◆ Exercise ◆
Return each record exactly as it appears, so that nothing is dropped or altered.
- - - - -
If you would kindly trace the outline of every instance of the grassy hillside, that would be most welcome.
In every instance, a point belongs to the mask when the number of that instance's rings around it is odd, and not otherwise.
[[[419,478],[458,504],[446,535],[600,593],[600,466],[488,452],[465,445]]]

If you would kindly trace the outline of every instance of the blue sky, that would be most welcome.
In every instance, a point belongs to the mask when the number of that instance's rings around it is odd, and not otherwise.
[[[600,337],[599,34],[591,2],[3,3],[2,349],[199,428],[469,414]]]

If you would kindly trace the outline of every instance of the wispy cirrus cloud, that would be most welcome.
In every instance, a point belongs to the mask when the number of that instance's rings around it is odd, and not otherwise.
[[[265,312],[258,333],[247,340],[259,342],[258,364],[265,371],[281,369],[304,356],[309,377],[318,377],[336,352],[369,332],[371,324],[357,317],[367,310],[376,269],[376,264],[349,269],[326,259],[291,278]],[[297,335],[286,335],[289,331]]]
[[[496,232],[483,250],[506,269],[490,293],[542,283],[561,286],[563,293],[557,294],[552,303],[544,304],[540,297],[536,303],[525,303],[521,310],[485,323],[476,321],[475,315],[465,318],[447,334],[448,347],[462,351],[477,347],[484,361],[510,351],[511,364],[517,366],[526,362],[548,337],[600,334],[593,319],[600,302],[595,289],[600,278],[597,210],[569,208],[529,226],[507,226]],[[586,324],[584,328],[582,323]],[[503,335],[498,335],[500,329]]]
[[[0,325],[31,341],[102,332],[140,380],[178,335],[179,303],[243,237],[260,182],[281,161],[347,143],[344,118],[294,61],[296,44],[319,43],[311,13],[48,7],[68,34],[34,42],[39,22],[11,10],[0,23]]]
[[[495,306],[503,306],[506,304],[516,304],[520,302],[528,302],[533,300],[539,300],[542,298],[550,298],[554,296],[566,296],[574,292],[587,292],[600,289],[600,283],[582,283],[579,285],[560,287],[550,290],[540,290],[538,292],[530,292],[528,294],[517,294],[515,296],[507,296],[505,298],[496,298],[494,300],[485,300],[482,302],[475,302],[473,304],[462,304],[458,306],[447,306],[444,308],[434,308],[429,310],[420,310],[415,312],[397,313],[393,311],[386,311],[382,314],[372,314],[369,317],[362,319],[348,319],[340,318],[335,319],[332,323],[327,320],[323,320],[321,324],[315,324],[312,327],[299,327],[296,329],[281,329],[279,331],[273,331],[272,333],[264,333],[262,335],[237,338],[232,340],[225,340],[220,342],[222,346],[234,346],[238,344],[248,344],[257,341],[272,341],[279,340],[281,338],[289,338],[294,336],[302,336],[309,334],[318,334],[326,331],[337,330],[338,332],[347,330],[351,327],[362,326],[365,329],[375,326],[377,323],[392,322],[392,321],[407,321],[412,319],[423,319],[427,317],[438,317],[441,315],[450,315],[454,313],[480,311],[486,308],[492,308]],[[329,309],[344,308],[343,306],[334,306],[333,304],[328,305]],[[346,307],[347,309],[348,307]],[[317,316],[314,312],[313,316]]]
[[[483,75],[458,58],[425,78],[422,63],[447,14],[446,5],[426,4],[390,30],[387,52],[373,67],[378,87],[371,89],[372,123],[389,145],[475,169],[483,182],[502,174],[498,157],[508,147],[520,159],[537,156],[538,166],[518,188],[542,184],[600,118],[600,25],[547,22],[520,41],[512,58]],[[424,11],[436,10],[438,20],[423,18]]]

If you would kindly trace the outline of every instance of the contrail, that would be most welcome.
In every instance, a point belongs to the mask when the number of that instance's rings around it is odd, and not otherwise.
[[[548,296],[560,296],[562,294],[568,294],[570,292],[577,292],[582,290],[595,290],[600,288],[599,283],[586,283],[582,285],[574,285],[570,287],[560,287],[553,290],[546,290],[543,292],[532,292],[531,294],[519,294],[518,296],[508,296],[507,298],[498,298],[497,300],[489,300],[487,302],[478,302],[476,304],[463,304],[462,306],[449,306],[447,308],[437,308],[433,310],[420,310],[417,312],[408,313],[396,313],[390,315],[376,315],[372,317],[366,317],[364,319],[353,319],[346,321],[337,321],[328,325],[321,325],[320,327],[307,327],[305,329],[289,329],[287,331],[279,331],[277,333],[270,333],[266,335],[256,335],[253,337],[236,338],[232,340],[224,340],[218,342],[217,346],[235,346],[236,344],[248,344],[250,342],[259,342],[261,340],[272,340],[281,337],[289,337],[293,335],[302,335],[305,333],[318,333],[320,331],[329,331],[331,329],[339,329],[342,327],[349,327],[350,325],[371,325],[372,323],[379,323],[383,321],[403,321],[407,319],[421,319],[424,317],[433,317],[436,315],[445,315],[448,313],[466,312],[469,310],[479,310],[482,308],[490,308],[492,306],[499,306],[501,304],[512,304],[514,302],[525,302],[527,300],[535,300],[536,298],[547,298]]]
- - - - -
◆ Written answer ◆
If you would kindly trace the outline of every instance of the grassy hillside, that would be most welcome.
In every instance, a point belongs to the mask when the number of that instance's rings around it is odd, and not otherwise.
[[[419,478],[458,504],[446,535],[600,593],[600,466],[488,452],[465,445]]]

If you would kindly trace the outline of every instance of the blue sky, that would be most welcome.
In every instance, a point belongs to the mask when the number of that instance's rings around it is odd, and not otherwise.
[[[600,337],[599,34],[591,2],[3,3],[2,349],[199,428],[469,414]]]

If you would kindly trace the outline of every instance of the wispy cirrus cloud, that would be most welcome.
In every instance, a point belongs to the mask when the number of that instance's rings around it is odd, and not otherwise.
[[[265,312],[258,333],[247,340],[259,342],[258,364],[265,371],[281,369],[304,356],[309,377],[318,377],[336,352],[369,332],[371,324],[357,317],[367,310],[376,269],[376,264],[349,269],[326,259],[291,278]],[[297,335],[286,335],[289,331]]]
[[[496,232],[483,250],[506,269],[490,293],[542,283],[561,286],[563,293],[557,294],[552,303],[544,304],[540,297],[536,303],[525,303],[521,310],[485,323],[476,321],[475,315],[465,318],[447,334],[448,347],[462,351],[477,347],[484,361],[510,351],[511,364],[517,366],[526,362],[548,337],[600,334],[593,319],[600,302],[595,289],[600,278],[597,210],[569,208],[529,226],[507,226]],[[586,324],[584,328],[582,323]],[[503,335],[498,335],[500,329]]]
[[[0,325],[31,341],[102,332],[140,380],[178,335],[179,303],[243,237],[260,182],[281,161],[347,143],[344,118],[294,61],[296,44],[319,43],[311,13],[48,7],[68,34],[34,42],[39,22],[11,10],[0,23]]]
[[[495,306],[503,306],[506,304],[516,304],[520,302],[528,302],[533,300],[539,300],[542,298],[550,298],[554,296],[566,296],[574,292],[587,292],[600,289],[600,283],[582,283],[579,285],[560,287],[550,290],[540,290],[538,292],[530,292],[528,294],[517,294],[515,296],[507,296],[505,298],[496,298],[494,300],[485,300],[482,302],[475,302],[473,304],[462,304],[458,306],[447,306],[444,308],[434,308],[429,310],[420,310],[415,312],[397,313],[393,311],[386,311],[382,314],[372,314],[369,317],[362,319],[348,319],[340,318],[335,319],[332,323],[327,320],[323,320],[321,324],[315,324],[312,327],[299,327],[296,329],[281,329],[279,331],[273,331],[272,333],[264,333],[262,335],[237,338],[232,340],[225,340],[220,342],[222,346],[234,346],[238,344],[248,344],[257,341],[272,341],[279,340],[281,338],[289,338],[294,336],[302,336],[309,334],[318,334],[326,331],[337,330],[338,332],[347,330],[351,327],[362,326],[365,329],[375,326],[377,323],[392,322],[392,321],[407,321],[412,319],[423,319],[427,317],[438,317],[441,315],[450,315],[454,313],[480,311],[486,308],[492,308]],[[329,309],[344,308],[343,306],[334,306],[333,304],[328,305]],[[346,307],[347,309],[348,307]],[[317,316],[314,312],[313,316]]]
[[[483,75],[458,58],[425,78],[422,63],[447,14],[446,5],[426,4],[390,30],[387,52],[373,67],[378,87],[371,89],[372,123],[389,145],[475,169],[483,182],[502,174],[498,157],[508,147],[520,159],[537,156],[538,166],[518,188],[542,184],[600,118],[600,25],[547,22],[520,41],[512,58]],[[424,11],[436,10],[438,20],[423,18]]]

If you would kindly trace the outline of every instance of the contrail, that would be most welcome.
In every instance, a point belongs to the mask when the number of that instance's rings around it is odd, and not otherwise.
[[[548,296],[560,296],[562,294],[568,294],[570,292],[577,292],[582,290],[595,290],[600,288],[599,283],[586,283],[582,285],[574,285],[570,287],[560,287],[553,290],[546,290],[543,292],[532,292],[531,294],[519,294],[518,296],[508,296],[507,298],[498,298],[497,300],[489,300],[487,302],[478,302],[476,304],[463,304],[462,306],[449,306],[447,308],[437,308],[433,310],[420,310],[417,312],[408,313],[396,313],[390,315],[376,315],[372,317],[366,317],[364,319],[353,319],[346,321],[337,321],[328,325],[321,325],[320,327],[307,327],[305,329],[289,329],[287,331],[279,331],[277,333],[270,333],[266,335],[256,335],[253,337],[236,338],[232,340],[224,340],[218,342],[217,346],[235,346],[236,344],[248,344],[250,342],[259,342],[261,340],[272,340],[281,337],[289,337],[293,335],[302,335],[305,333],[318,333],[320,331],[329,331],[331,329],[339,329],[342,327],[349,327],[350,325],[371,325],[372,323],[379,323],[383,321],[403,321],[407,319],[421,319],[424,317],[433,317],[436,315],[445,315],[448,313],[466,312],[469,310],[479,310],[482,308],[490,308],[492,306],[499,306],[501,304],[512,304],[514,302],[525,302],[527,300],[535,300],[536,298],[547,298]]]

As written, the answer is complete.